## Your assignment:
In your reply, repeat every entry exactly and skip over each picture.

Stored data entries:
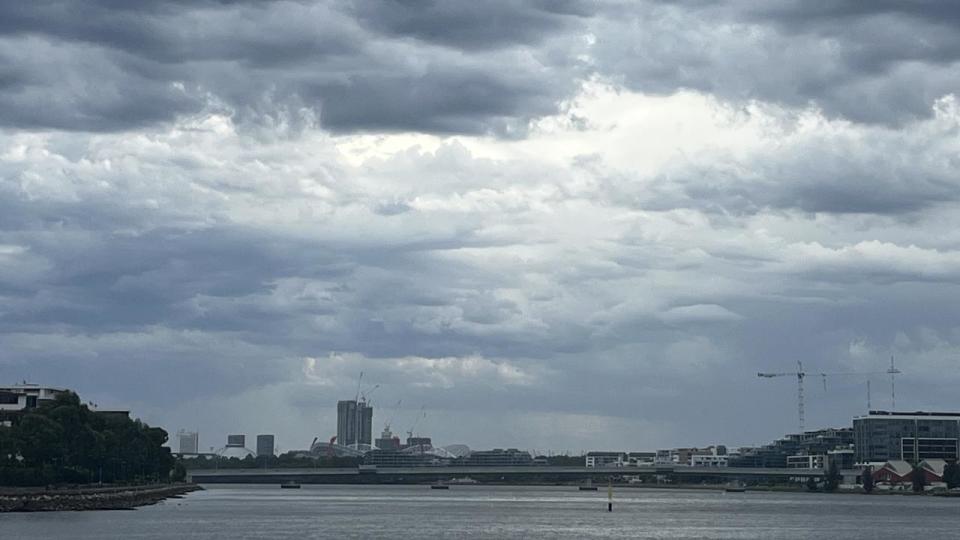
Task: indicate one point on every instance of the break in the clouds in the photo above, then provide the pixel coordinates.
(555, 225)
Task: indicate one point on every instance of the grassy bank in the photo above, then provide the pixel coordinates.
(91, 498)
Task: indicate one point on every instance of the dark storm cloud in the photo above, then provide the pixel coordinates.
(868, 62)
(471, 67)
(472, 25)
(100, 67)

## Result of this task:
Task: indicate one point on every instance of the break in the clouds in the photo above, then provide the pixel coordinates.
(555, 225)
Task: indicate one point on every instance of the grassy bank in the photo above, then provide the pixel coordinates.
(91, 498)
Task: indicate one point on every instance of the dark storm cloud in the photo above, then provide the pixel coordinates.
(868, 62)
(471, 67)
(472, 25)
(100, 67)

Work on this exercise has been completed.